Exercise requirements: Put the material below into a Markdown table with the columns Row and Line. Start at the line containing "Question. Give the pixel coordinates of a point on the black" and end at the line containing "x=484, y=506", including both, and skip any blank lines.

Data:
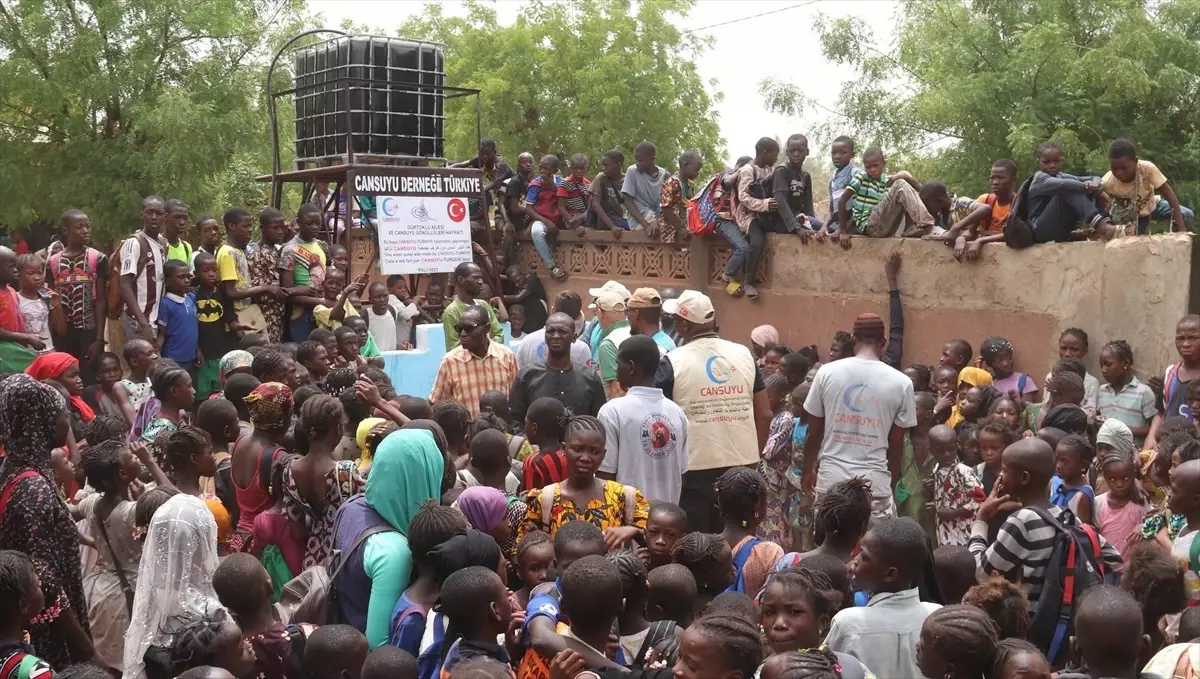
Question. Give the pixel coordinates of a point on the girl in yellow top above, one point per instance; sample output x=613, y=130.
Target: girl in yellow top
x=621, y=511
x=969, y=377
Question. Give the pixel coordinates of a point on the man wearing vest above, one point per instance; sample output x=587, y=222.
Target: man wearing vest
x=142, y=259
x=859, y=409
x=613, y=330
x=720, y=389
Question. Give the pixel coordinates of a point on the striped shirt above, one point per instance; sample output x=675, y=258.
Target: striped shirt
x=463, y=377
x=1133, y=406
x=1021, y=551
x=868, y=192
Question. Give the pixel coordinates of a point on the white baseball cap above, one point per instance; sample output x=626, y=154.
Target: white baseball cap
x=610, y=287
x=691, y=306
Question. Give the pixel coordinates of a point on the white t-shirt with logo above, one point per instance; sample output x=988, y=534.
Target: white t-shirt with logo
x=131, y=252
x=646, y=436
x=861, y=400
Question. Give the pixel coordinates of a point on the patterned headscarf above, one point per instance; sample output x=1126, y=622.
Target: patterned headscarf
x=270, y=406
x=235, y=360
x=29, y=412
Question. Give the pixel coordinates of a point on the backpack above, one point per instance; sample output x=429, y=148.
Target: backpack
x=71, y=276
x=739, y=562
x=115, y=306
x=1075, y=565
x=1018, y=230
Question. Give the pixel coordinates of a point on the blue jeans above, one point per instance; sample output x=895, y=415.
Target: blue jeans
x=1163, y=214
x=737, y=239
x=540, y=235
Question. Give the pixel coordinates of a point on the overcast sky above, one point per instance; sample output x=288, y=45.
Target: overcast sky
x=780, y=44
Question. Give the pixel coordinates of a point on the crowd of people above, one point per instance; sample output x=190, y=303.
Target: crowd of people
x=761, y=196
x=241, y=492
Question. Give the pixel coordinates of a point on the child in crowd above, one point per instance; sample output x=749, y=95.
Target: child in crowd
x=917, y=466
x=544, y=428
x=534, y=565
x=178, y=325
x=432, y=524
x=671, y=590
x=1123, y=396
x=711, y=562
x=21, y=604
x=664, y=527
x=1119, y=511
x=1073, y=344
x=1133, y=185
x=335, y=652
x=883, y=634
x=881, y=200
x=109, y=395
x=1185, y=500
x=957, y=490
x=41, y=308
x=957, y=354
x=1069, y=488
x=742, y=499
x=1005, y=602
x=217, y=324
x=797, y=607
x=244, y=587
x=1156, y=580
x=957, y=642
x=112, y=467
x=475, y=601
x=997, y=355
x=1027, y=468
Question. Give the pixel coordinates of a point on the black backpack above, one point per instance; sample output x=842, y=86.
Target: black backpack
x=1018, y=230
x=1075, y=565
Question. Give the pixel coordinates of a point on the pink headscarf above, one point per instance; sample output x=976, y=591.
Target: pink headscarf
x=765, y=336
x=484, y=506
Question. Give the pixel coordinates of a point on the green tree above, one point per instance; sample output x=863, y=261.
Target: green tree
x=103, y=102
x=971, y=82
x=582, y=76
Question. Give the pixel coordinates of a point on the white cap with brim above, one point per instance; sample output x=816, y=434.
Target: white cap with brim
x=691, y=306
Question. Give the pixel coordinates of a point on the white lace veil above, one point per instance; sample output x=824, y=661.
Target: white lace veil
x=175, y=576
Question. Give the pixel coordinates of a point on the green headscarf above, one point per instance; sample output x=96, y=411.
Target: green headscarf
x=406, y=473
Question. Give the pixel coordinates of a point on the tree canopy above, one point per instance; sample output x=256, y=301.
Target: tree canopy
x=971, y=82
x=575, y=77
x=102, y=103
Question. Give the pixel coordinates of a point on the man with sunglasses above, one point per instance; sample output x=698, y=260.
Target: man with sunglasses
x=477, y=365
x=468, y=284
--
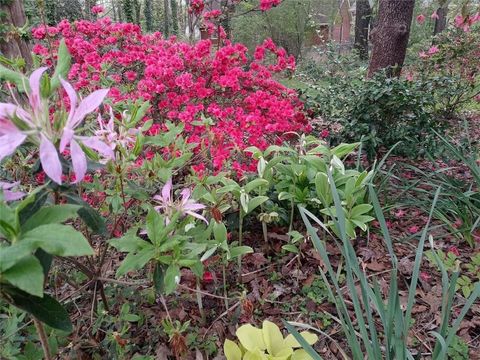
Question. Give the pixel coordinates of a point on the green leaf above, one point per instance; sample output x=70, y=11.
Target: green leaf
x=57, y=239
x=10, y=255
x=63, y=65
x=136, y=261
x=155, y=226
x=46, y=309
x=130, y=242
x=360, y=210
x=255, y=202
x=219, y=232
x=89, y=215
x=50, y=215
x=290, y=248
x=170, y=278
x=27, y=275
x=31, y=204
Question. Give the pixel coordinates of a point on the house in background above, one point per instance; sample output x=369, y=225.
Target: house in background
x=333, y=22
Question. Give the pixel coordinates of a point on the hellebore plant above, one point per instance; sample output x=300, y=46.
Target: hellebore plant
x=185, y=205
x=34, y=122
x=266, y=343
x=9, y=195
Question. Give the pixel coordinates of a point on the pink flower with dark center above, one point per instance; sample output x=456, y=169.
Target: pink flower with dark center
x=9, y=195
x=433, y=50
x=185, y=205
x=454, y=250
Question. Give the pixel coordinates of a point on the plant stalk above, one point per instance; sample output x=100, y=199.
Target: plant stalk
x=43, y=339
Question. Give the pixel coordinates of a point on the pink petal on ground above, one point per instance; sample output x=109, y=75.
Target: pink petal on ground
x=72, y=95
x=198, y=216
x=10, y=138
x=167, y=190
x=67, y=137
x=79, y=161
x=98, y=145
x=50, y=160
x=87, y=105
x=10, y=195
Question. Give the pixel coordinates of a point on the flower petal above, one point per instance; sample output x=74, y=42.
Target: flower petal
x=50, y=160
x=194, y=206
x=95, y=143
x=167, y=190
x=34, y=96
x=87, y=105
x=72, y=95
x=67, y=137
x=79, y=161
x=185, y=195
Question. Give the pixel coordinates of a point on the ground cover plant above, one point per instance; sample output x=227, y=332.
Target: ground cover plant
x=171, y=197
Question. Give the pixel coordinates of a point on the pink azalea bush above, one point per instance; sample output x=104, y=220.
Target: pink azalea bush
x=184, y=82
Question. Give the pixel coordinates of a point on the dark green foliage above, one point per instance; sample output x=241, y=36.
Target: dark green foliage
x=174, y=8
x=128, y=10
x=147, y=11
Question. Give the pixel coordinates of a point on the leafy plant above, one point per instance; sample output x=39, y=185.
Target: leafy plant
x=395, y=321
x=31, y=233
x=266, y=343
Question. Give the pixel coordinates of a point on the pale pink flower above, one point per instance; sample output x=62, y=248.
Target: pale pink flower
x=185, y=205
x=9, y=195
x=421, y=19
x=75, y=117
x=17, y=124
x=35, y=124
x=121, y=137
...
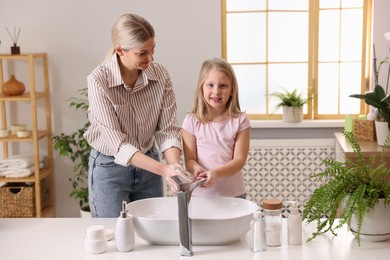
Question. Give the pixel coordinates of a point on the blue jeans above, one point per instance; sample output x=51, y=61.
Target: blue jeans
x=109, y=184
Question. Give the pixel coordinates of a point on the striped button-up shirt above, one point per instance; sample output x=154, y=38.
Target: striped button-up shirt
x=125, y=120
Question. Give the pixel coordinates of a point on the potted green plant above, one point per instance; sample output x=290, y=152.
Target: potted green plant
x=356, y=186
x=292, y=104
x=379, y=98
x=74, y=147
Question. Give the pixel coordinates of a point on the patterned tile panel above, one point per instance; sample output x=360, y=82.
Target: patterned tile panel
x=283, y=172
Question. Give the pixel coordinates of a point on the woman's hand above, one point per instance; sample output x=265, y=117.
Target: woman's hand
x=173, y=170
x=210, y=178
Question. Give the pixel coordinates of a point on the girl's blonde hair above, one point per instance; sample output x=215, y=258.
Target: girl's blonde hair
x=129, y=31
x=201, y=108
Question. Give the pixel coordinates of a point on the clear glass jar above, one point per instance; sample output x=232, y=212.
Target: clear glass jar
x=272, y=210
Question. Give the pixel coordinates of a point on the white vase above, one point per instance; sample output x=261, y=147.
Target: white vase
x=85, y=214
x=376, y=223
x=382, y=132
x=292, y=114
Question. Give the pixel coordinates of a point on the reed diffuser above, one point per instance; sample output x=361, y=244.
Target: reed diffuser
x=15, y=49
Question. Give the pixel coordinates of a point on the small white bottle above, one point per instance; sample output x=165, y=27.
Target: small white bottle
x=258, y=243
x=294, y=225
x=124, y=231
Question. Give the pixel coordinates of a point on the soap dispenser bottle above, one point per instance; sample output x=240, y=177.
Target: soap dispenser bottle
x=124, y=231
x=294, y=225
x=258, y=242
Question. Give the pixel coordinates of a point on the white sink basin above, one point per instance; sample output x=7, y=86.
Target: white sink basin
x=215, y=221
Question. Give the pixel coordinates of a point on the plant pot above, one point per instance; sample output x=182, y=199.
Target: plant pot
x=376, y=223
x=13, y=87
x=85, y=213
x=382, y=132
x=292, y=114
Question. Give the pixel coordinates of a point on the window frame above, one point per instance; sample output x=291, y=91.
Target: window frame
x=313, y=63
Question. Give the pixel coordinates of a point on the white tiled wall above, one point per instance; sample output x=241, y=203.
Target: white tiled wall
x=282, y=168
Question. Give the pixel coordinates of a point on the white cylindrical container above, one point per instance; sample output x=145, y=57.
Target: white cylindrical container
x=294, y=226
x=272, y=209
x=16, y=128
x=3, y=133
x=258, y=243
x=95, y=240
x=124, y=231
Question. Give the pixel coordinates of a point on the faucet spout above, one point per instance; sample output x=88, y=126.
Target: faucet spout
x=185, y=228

Exercise solution:
| Row | Line |
|---|---|
| 1 | Question. Give the pixel coordinates of a point on the black backpack above, one point per instance; sample output x=842, y=86. |
| 2 | Target: black backpack |
| 3 | x=1018, y=230 |
| 4 | x=1075, y=565 |
| 5 | Question. Give the pixel coordinates of a point on the pink headscarf above, one point per instance; sample output x=976, y=591. |
| 6 | Target: pink headscarf |
| 7 | x=765, y=336 |
| 8 | x=484, y=506 |